━━ Texto fornecido ━━

Pergunta: Conforme pensa, assim se torna o homem. Não é essencial que saibamos uma forma de não ficarmos à mercê de nossos pensamentos maus e incontroláveis?
Krishnamurti: Em primeiro lugar, o interrogante começa citando a frase: “Conforme pensa, assim se torna o homem”. Não é um fato muito curioso esse — de que não sabemos pensar diretamente num problema? Temos citações e mais citações em apoio de nossas teorias — citações do Bhagavad-Gita, de Marx, Sankara, Churchill ou Mau-Tsé-Tung. É incapaz a nossa mente de observar e experimentar qualquer coisa diretamente. Esta sabedoria de empréstimo destrói-nos a capacidade de descobrirmos a Verdade por nós mesmos. (risos). Si, Senhores, vocês riem e não sabem o quanto há de deplorável atrás do riso de vocês.
A mente de vocês está inibida, tolhida; e uma mente inibida é incapaz de ser livre. Apenas é livre a mente que compreende achar-se tolhida; então há possibilidade de fazer-se alguma coisa. Uma mente que diz: “não estou inibida”, “estou repleta de conhecimentos”, “estou recheada de citações das ideias de outros” — é incapaz do descobrimento daquilo que é Real. O homem de tal mentalidade vive num nível de “segunda mão”.
Agora, a segunda parte da pergunta é: “não é essencial que conheçamos uma forma de não ficarmos à mercê de nossos pensamentos maus e incontroláveis?” Nesta pergunta duas coisas se subentendem. Diz ele: “como posso manter-me livre dos pensamentos maus e incontroláveis?” Prestem muita atenção a isto, porque é importantíssimo; pois, se puderem realmente penetrar as palavras, descobrirão algo. Não me acompanhem apenas “verbalmente” — isto é, não fiquem apenas escutando as palavras e as vibrações de palavras; penetrem o que estão ouvindo.
Existe o pensador, a entidade separada do pensamento, separada dos pensamentos maus e incontroláveis? Tenham a bondade de observar a própria mente de vocês. Dizemos: “há o “eu”, que deseja permanecer separado dos pensamentos maus, dos pensamentos instáveis, erradios”. Isto é: há o “eu” que diz: “este é um pensamento extravagante”, “esta é uma ação má”, “isto é bom”, “isto é mau”, “preciso controlar este pensamento”, “preciso reter este pensamento”. É isso o que sabemos. A pessoa, o “eu”, o pensador, o juiz, a entidade que julga, o censor, é diferente de tudo isso? O “eu” é diverso do pensamento, da inveja, do que é mau? O “eu” que se diz distinto de uma coisa má está sempre lutando para sobrepujá-la, dominá-la, lutando para tornar-se alguma coisa. Vocês tem, pois, esta luta, este esforço de banir pensamentos e de “não ser extravagante”.

━━━
━━ Registros do conjunto ━━

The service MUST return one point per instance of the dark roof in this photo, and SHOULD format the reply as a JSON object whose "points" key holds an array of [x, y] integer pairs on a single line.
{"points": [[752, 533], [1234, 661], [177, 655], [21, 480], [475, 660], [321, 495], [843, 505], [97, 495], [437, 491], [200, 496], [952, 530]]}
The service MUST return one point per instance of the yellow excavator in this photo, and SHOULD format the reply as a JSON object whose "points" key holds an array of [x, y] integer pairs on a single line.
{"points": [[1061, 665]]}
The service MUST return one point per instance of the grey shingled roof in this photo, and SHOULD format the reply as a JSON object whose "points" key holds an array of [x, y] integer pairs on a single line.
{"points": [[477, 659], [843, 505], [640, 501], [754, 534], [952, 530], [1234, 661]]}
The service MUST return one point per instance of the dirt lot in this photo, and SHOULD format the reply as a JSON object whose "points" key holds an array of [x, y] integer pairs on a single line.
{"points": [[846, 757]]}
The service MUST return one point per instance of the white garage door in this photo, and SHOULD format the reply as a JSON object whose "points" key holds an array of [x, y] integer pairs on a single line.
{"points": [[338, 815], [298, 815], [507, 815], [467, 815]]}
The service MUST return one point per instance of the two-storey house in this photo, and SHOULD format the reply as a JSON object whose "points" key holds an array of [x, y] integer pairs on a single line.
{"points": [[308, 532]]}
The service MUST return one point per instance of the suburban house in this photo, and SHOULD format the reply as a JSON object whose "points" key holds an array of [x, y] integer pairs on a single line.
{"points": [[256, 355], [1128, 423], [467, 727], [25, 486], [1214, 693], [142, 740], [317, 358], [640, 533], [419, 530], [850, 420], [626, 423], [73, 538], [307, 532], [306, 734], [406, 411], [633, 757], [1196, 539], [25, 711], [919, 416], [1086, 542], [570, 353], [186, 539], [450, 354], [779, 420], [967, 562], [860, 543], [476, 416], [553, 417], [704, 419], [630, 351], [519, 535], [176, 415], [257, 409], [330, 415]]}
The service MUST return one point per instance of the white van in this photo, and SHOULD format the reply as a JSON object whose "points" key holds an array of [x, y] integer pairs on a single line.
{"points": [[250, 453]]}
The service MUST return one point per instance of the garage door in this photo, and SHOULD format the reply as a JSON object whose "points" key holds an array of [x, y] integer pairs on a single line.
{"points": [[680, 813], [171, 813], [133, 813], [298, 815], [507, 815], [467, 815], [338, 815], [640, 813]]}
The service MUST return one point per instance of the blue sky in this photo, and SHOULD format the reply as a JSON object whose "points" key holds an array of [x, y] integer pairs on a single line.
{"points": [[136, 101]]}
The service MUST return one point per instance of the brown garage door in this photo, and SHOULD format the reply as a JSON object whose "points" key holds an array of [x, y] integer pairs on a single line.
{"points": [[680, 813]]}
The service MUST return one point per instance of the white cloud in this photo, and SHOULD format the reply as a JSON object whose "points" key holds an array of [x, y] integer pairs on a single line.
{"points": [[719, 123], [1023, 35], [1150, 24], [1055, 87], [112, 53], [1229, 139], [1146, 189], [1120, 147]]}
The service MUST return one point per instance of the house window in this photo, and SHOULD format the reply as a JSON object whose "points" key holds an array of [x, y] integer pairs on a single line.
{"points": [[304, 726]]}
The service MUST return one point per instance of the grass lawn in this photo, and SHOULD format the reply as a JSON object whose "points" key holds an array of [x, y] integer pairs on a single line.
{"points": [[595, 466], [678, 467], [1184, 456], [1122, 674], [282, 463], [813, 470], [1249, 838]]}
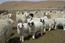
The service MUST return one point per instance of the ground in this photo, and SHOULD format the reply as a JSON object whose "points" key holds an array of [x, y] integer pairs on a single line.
{"points": [[54, 36]]}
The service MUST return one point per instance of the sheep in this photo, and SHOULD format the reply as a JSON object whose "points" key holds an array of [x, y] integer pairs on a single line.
{"points": [[36, 26], [48, 23], [60, 21], [5, 30], [24, 30], [22, 17]]}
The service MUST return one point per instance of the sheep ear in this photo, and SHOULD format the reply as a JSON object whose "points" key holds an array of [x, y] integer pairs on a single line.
{"points": [[40, 20]]}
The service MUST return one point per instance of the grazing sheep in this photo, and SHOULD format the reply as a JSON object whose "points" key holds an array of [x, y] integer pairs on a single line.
{"points": [[47, 23], [22, 17], [24, 30], [5, 30], [60, 21], [36, 26]]}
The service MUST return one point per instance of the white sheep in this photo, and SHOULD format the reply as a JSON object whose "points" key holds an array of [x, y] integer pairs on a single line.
{"points": [[60, 21], [24, 30], [47, 23], [36, 26]]}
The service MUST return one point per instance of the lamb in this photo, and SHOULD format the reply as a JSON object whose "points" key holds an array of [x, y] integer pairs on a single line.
{"points": [[23, 30], [48, 23]]}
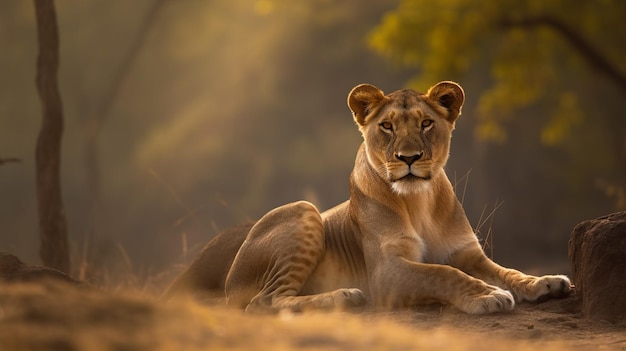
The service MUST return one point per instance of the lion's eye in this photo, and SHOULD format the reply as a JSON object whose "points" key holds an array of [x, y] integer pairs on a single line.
{"points": [[427, 123]]}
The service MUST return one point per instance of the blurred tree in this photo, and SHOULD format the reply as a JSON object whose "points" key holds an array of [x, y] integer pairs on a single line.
{"points": [[532, 47], [561, 62], [52, 225], [549, 80]]}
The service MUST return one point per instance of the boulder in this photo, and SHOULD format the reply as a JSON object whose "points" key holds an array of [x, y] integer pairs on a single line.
{"points": [[597, 256]]}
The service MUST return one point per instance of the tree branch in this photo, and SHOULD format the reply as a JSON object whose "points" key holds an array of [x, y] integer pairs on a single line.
{"points": [[8, 160], [591, 54]]}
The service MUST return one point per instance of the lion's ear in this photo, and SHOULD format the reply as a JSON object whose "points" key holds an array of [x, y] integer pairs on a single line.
{"points": [[449, 95], [362, 100]]}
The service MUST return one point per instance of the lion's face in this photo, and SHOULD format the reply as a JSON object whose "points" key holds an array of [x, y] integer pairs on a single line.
{"points": [[407, 134]]}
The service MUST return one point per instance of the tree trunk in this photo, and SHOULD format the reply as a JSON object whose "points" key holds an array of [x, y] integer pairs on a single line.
{"points": [[52, 226]]}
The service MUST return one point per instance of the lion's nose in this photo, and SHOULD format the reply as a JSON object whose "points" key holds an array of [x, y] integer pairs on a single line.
{"points": [[410, 159]]}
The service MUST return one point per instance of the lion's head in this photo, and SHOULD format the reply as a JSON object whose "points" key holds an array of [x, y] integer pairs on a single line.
{"points": [[407, 134]]}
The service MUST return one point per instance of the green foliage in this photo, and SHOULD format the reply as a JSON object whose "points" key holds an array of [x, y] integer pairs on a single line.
{"points": [[530, 58]]}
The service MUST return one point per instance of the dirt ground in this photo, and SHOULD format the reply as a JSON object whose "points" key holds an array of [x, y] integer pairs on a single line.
{"points": [[52, 316]]}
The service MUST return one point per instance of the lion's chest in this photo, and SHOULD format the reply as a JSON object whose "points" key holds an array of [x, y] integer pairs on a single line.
{"points": [[433, 243]]}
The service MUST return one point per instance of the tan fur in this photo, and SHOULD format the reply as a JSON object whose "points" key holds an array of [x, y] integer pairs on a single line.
{"points": [[401, 239]]}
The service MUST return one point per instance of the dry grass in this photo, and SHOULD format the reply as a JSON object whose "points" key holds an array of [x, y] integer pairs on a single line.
{"points": [[51, 316]]}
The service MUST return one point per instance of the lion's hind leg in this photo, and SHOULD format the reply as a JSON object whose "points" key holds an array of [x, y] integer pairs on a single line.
{"points": [[277, 258]]}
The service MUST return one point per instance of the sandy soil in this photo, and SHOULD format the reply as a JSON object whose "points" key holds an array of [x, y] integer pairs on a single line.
{"points": [[57, 317]]}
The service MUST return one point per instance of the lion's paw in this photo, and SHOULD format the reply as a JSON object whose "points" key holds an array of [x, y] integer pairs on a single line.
{"points": [[348, 298], [545, 287], [498, 300]]}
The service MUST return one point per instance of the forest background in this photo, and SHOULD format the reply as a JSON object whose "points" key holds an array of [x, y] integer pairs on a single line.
{"points": [[183, 118]]}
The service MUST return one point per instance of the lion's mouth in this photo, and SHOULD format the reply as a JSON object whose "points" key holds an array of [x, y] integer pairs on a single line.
{"points": [[410, 177]]}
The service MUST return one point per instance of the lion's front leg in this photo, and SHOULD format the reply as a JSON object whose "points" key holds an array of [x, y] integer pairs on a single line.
{"points": [[523, 286], [401, 282]]}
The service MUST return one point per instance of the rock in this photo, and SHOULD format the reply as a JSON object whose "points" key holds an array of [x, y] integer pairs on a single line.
{"points": [[597, 256]]}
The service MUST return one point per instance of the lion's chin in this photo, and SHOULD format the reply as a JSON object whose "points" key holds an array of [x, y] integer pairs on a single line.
{"points": [[410, 185]]}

━━━

▶ [Tarefa proposta]: Edite o trecho do texto fornecido entre "Pergunta: Conforme pensa, assim" e "riso de vocês.", inclusive, trocando "sabedoria de empréstimo" por "sabedoria emprestada".

▶ [Resposta]:
Pergunta: Conforme pensa, assim se torna o homem. Não é essencial que saibamos uma forma de não ficarmos à mercê de nossos pensamentos maus e incontroláveis?
Krishnamurti: Em primeiro lugar, o interrogante começa citando a frase: “Conforme pensa, assim se torna o homem”. Não é um fato muito curioso esse — de que não sabemos pensar diretamente num problema? Temos citações e mais citações em apoio de nossas teorias — citações do Bhagavad-Gita, de Marx, Sankara, Churchill ou Mau-Tsé-Tung. É incapaz a nossa mente de observar e experimentar qualquer coisa diretamente. Esta sabedoria emprestada destrói-nos a capacidade de descobrirmos a Verdade por nós mesmos. (risos). Si, Senhores, vocês riem e não sabem o quanto há de deplorável atrás do riso de vocês.